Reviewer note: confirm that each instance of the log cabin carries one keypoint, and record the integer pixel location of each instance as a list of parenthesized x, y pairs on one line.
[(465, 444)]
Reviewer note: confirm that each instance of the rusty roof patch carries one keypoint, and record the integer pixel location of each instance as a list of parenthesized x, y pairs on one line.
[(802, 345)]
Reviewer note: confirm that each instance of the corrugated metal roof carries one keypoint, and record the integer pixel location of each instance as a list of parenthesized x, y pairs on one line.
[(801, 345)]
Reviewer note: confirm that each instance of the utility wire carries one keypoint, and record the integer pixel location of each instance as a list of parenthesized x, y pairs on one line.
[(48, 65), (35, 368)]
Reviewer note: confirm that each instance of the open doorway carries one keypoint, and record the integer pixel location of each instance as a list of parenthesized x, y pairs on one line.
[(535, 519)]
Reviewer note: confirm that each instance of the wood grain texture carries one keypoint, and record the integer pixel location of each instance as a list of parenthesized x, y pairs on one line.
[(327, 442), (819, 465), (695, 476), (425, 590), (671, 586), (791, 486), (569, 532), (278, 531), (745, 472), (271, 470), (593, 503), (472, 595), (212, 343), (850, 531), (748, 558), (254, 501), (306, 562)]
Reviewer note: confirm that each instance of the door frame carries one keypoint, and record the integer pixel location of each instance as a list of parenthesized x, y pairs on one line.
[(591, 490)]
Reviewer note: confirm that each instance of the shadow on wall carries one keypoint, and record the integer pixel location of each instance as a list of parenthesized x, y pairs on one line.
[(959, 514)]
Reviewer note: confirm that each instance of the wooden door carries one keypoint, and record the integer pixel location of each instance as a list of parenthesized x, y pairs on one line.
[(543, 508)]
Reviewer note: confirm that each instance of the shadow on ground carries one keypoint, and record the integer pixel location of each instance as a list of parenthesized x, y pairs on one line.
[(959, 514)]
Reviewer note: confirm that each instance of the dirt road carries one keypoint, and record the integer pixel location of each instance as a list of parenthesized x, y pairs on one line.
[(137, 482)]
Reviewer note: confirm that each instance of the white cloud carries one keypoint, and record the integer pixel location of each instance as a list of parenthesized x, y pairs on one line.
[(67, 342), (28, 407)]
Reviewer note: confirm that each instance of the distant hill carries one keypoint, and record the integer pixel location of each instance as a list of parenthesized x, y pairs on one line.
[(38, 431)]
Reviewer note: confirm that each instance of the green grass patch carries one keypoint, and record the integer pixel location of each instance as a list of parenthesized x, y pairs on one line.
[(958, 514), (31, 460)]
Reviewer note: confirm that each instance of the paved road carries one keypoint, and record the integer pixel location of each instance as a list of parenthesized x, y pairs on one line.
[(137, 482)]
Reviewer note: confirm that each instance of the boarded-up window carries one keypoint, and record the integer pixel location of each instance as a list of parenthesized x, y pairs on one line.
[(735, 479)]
• • • • • • •
- **PROBLEM STATEMENT**:
Copy all of the rows above word for word, without changing anything.

- **ANSWER**:
Reviewer note: confirm that each instance of the log cabin carries one keypoint, and record the integer pixel location of each instance as a list of parenthesized x, y pairs on one line.
[(465, 444)]
Reviewer note: confirm that each instance of the rusty roof patch carries one keypoint, and record the integer pixel location of each instance as a list of parenthesized x, y pairs on one line.
[(802, 345)]
Reviewer note: confirm that each instance of the corrugated metal roof carries one keypoint, and record the integer pixel location of each instance as a list of parenthesized x, y pairs on one line.
[(801, 345)]
Reviewer note: confirm that each instance of the utility wire carries one keypoint, and record the integer pixel location of each instance as a list of parenthesized x, y pairs on one line.
[(48, 65), (35, 368)]
Reviewer note: confirm that each instance of the open doorway carries one keypoint, and record the integer pixel location of each instance as a list of parenthesized x, y pairs on one line.
[(535, 519)]
Reviewer note: confirm that each instance of the wood grain texture carries one keypoint, and record the integer pixel location of each instance as a list of parenthesized x, y pairs on one line.
[(327, 442), (819, 465), (695, 476), (425, 590), (671, 586), (791, 486), (569, 532), (278, 531), (745, 472), (271, 470), (593, 503), (472, 595), (212, 343), (850, 531), (748, 558), (254, 501), (306, 562)]
Reviewer note: confirm that each instance of the door frame carries one keypoint, and record the integer pixel location of each instance as a list of parenthesized x, y pairs on one line.
[(591, 490)]
Reviewer note: confirm that each instance of the shadow on wall carries one keypoint, and record the integer pixel location of each instance as a list of parenthesized x, y pairs on one line.
[(959, 514)]
Reviewer note: confirm that each instance of the wooden door carries one keypoint, and record the integer pixel location of each instance as a list of parenthesized x, y pairs on one line.
[(543, 508)]
Reviewer note: confirm that each instance of the shadow on ground carries one keypoint, and record the integer pixel location of each instance as a list of parenthesized x, y pairs on one line.
[(959, 514)]
Reviewer note: confirm that each instance of the dirt road carries one keypoint, and record the integer pixel location of each instance as a list of parenthesized x, y pairs on one line.
[(137, 482)]
Reviewer note: confirm that each instance of the white cloud carries one keypoint, and record the integer pixel location of each instance as a list of parenthesized x, y pairs on one line.
[(67, 342), (28, 407)]
Reviewer note: confirm that each instance of the distant hill carries one keypoint, and record the integer pixel location of each instance as a list of parenthesized x, y pairs on one line.
[(38, 431)]
Reviewer note: confirm that each instance of the green grass patch carries one keypoint, and record the integer pixel location of each instance as a list of parenthesized x, y pairs on one line.
[(958, 514), (31, 460)]
Reviewer note: confirm that each instance of the paved road carries one keypoint, and record the integer pixel location of each instance as a list of parenthesized x, y pairs on one line.
[(137, 482)]
Reviewer note: confirm that each instance of the boarded-up window carries one keypoint, and record the integer pixel location of each instance as a list of parenthesized x, y pairs on one line.
[(735, 479)]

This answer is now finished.